Set down, exactly as written, every line from the top of the records below to the line containing "column 13, row 76", both ends included, and no others.

___

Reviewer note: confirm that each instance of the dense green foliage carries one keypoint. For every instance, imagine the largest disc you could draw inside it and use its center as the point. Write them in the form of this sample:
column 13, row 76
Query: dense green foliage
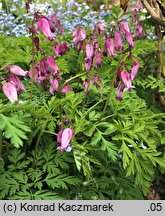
column 117, row 152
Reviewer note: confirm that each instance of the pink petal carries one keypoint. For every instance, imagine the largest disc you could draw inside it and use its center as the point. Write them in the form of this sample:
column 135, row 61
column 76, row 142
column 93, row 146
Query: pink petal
column 17, row 70
column 10, row 91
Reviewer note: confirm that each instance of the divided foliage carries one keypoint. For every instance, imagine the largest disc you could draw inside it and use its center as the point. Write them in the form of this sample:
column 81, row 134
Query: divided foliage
column 117, row 152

___

OUTPUT:
Reviewer note: confirm that each instance of the dense green foliage carries one keypoint. For every instance, imagine the largest disc you could draw inside it and use its center as the point. Write them in the form of this sample:
column 13, row 76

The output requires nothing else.